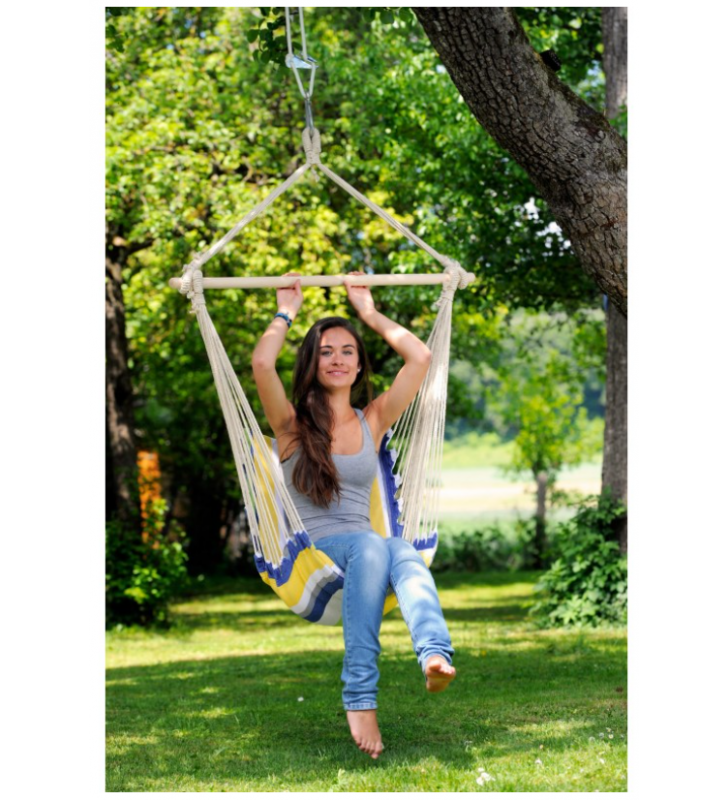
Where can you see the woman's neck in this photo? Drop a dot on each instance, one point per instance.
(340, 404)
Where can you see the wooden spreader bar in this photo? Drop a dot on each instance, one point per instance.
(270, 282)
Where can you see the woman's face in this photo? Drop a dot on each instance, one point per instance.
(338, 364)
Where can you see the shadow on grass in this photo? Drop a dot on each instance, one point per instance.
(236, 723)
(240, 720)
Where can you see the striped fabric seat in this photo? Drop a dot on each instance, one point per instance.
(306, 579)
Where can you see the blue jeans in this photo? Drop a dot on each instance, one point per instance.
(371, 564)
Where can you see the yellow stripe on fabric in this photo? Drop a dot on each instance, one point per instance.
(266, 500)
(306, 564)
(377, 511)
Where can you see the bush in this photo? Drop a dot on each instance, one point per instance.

########################################

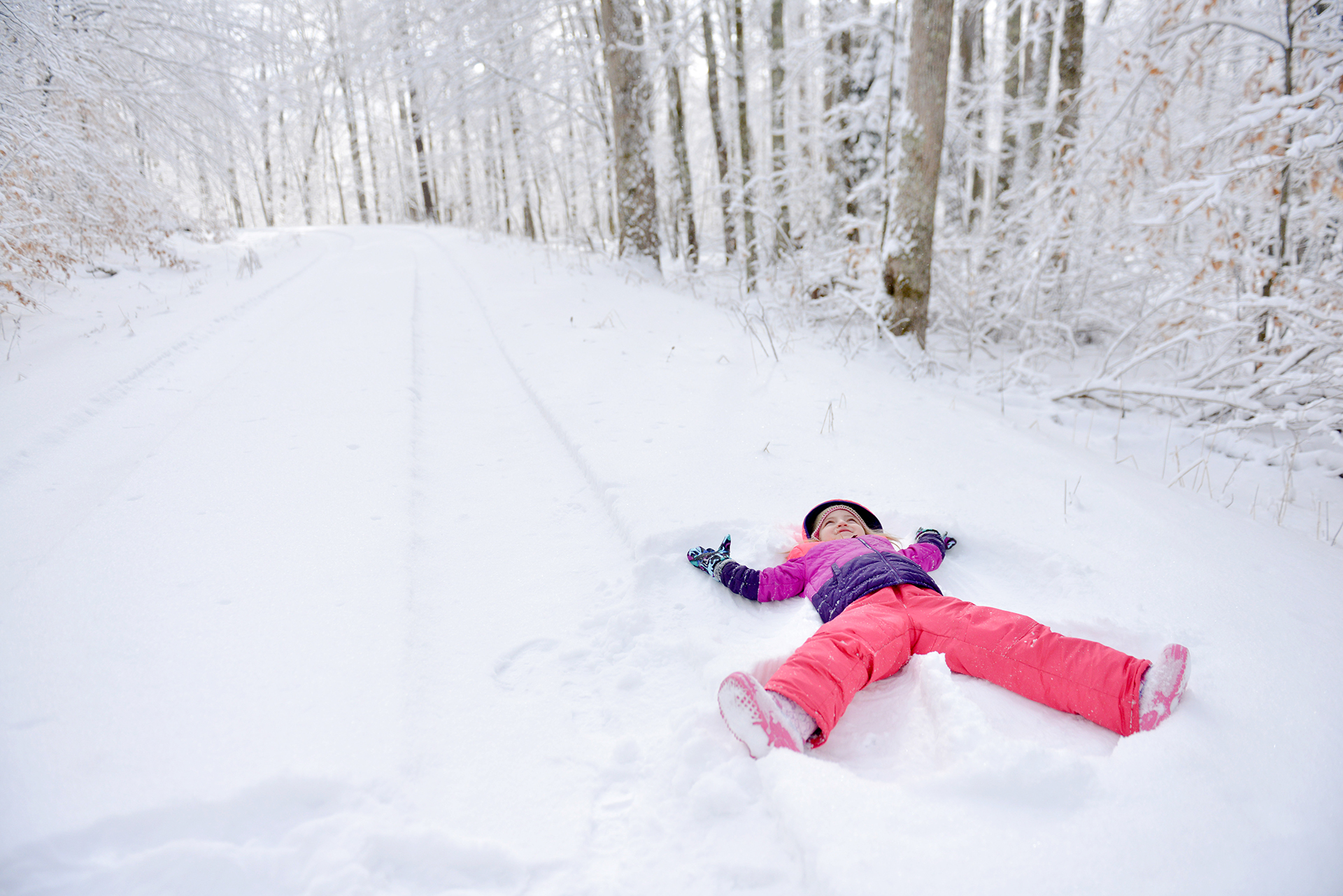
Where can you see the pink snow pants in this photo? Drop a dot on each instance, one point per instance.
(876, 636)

########################################

- EXERCISE TASK: Count the lines in the entries above that contain the string "woman", and reply with only that number.

- THE SOLUTION: 2